**Document text:**
■ ■ ■ ■ ■ ■ ■

Pharmaceuticals

In recent years, the Attorney General, often working with similar officials in other states, has obtained from many large pharmaceutical companies accused of various antitrust violations hundreds of millions of dollars used for consumer refunds and to support various programs that benefit the general public.

  • In January 2010, California and twenty-three other states achieved a $22.5 million settlement with pharmaceutical giants Abbott and Fournier after the companies "illegally blocked" cheaper generic substitutes for the patented brand-name cholesterol-reducing drug Tricor. The settlement is the result of one of the country's first legal actions challenging pharmaceutical companies for "product hopping", a strategy to block generic competition by making slight changes to the formulation of an existing patented drug.

    “Abbott and Fournier devised a complex scheme that illegally blocked cheaper generic drugs from entering the market,” Attorney General Edmund G. Brown Jr. said. “They used minor reformulations of the drug to delay competition and filed frivolous patent lawsuits. This scheme cost California and other states millions of dollars.”

    The settlement agreement requires the companies to cease illegal efforts to block generic competition to Tricor and to pay the states approximately $22.5 million dollars. In California, the Department of General Services, Medi-Cal, and the Department of Corrections will be reimbursed for overcharges.
  • California, together with thirty-three other states and the District of Columbia, challenged an agreement by which Barr Pharmaceuticals received $20 million from pharmaceutical giant Warner Chilcott in exchange for withholding from the market a generic version of Ovcon, a prescription oral contraceptive. After litigation was filed, Warner Chilcott and Barr Pharmaceuticals voided their agreement, and began competing with one another, resulting in a 20 percent drop in the price of the contraceptive within just one month. In 2008, California and the other states settled the lawsuit with Warner Chilcott and Barr Pharmaceuticals. The latter company agreed to a ten-year consent decree barring similar agreements, and requiring the payment of civil penalties and the prosecutors’ attorney fees.

■ ■ ■ ■ ■ ■ ■

**Material supplied:**
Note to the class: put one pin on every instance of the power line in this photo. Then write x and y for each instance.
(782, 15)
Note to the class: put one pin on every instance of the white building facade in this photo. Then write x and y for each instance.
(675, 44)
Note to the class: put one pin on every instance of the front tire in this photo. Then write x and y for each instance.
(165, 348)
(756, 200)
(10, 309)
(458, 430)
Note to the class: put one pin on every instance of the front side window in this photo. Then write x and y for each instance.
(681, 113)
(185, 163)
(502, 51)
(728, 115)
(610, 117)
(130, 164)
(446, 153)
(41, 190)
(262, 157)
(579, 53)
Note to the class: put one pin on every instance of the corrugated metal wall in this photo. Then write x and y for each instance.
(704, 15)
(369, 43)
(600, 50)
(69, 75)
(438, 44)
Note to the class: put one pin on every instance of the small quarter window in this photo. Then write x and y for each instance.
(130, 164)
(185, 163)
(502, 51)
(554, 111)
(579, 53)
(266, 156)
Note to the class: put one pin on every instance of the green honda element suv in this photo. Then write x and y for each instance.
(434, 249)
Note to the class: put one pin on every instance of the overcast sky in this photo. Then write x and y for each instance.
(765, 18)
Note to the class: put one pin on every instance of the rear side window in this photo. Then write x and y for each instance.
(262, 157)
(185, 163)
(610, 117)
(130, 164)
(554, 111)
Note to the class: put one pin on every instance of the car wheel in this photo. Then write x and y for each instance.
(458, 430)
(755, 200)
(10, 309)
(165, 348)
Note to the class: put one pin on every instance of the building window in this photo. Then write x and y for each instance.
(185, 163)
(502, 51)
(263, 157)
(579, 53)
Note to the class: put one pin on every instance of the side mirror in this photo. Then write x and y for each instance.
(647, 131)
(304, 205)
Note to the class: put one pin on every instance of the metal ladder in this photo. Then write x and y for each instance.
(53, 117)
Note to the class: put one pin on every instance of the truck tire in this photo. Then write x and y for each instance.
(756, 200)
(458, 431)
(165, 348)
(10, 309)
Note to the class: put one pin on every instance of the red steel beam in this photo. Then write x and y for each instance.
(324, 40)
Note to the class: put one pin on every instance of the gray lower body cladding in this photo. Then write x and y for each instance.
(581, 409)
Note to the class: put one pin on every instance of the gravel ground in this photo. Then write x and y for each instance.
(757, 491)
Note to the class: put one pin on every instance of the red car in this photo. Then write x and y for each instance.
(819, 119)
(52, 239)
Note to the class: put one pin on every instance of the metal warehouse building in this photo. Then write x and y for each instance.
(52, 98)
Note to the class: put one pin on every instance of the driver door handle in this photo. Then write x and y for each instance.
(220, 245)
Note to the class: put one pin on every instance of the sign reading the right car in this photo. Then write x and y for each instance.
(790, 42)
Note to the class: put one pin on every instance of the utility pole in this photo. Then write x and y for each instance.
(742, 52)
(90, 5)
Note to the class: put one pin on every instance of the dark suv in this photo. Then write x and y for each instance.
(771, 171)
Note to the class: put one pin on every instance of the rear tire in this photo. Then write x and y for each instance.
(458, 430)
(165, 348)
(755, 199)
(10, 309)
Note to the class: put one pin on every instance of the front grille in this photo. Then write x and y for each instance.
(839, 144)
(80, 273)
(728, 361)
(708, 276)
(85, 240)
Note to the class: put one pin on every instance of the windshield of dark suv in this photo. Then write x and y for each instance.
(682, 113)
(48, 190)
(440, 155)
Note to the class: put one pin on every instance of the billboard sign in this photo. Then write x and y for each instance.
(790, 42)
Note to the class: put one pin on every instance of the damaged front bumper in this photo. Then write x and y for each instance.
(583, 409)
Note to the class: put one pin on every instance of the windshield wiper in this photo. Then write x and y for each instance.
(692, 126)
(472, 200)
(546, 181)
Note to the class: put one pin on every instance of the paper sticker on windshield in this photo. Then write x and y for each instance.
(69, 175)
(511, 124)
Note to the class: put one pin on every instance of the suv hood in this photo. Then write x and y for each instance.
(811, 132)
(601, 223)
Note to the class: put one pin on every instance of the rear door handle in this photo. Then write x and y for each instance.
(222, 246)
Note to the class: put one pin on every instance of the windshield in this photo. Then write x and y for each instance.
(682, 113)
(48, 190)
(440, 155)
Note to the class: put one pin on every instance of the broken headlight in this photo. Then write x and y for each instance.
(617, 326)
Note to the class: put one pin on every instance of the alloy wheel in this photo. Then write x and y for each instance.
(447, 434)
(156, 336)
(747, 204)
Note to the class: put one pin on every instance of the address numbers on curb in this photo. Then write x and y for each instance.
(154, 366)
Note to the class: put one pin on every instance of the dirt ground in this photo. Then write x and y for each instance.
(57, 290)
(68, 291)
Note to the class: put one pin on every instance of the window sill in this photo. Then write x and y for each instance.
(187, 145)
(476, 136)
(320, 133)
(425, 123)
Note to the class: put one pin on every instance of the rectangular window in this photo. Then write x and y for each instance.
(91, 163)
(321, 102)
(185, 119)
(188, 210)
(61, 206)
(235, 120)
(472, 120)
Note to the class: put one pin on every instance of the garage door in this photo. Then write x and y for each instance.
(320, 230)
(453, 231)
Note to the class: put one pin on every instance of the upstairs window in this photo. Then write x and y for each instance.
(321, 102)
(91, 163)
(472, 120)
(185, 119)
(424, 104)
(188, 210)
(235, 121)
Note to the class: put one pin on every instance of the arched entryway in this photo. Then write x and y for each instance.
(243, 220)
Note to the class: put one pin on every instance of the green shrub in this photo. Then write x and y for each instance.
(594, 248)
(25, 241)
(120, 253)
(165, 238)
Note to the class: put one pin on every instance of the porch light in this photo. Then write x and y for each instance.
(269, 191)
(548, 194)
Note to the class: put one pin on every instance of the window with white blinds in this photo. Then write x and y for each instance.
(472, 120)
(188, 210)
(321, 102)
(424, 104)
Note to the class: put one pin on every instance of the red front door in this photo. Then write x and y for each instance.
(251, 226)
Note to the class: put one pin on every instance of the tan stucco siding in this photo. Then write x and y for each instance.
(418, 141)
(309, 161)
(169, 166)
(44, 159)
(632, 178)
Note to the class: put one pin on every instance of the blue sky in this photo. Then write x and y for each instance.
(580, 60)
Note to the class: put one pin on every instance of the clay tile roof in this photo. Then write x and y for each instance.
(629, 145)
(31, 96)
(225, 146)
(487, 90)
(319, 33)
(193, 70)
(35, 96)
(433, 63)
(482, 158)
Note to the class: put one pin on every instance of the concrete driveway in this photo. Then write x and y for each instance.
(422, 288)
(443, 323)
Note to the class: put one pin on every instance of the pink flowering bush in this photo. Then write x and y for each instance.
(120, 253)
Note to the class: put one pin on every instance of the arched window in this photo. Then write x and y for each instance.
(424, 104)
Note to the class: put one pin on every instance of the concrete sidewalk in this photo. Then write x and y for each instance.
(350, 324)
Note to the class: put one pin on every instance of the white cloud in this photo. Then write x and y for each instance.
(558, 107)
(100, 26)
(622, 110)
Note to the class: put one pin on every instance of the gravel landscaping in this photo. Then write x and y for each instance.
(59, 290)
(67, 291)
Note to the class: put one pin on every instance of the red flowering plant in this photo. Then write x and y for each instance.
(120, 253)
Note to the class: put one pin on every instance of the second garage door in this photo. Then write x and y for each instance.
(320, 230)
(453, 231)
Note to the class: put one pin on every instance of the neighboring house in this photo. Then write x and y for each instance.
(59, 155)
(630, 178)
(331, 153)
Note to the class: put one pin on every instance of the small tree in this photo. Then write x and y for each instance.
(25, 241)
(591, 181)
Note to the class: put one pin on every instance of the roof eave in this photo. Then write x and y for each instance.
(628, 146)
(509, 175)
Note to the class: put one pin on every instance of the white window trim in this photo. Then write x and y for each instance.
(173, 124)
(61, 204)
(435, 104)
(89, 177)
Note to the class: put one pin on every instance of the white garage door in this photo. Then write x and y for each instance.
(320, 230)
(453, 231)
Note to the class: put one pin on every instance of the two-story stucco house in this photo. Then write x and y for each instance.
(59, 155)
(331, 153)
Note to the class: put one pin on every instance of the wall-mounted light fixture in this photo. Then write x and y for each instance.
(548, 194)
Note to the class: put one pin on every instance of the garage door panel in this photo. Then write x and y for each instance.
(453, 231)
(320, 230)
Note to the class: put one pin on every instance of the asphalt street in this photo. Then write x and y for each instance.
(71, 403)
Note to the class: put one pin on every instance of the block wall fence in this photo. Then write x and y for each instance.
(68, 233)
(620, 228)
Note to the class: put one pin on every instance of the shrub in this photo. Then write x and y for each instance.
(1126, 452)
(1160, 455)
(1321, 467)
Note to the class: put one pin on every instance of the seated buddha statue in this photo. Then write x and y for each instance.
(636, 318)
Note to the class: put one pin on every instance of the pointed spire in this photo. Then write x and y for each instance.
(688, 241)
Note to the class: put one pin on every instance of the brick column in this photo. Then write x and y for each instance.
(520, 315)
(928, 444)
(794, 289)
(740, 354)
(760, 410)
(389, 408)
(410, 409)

■ ■ ■ ■ ■ ■ ■

**Action item:**
Pick up the text on pharmaceutical antitrust settlements after its final sentence and extend it. The records are independent material and bear no relation to the text on pharmaceutical antitrust settlements.

**Result for this exercise:**
  • California, along with several other states, filed a lawsuit challenging Bristol-Myer Squibbs’s (“BMS”) manipulation of the patent-law system to extend a monopoly over the brand-name anti-cancer drug Taxol. BMS had entered into agreements with generic manufacturers preventing them from selling competing versions of Taxol. California obtained an injunction against such practices, and millions of dollars of reimbursements for California consumers and various state entities that had paid too much for the drugs. Additionally, BMS donated a finite amount of free Taxol to persons who needed the drug, but could not afford it. Later, BMS attempted to enter into another secret deal with a generic manufacturer of Plavix, a drug used to prevent blood clotting in recent victims of heart attacks or strokes. These actions were a second violation of the antitrust laws and resulted in California receiving additional monetary penalties.
  • In March 2006, GlaxoSmithKline (“GSK”) agreed to pay $14 million to resolve allegations of charging improperly inflated prices for the anti-depressant drug Paxil to state government programs, because GSK engaged in patent fraud, antitrust violations, and frivolous litigation to maintain a monopoly on the drug and to block generic versions of the drug from entering the market. GSK entered the settlement with California, and forty-six other states, plus U.S. territories. California received $2 million of the total recovery.
  • The FTC and multiple states including California brought lawsuits alleging that Mylan Laboratories, Cambrex, Profarmaco, and Gyma Laboratories of America monopolized, attempted to monopolize, and conspired to monopolize the market for lorazepam and clorazepate, two generic anti-anxiety drugs. After cornering the market on these two drugs, these companies increased the prices 1,900 to over 3,200 percent. In July 2000, the FTC, California, and thirty-one other states obtained injunctive relief and a $100 million settlement payment from the defendants. California obtained approximately $1.8 million for injured California consumers and $925,000 for harmed state agencies.
  • Aventis Pharmaceuticals and Andrx agreed to an $80 million settlement with California and other states for unfair business competition related to the popular generic heart medication Cardizem CD.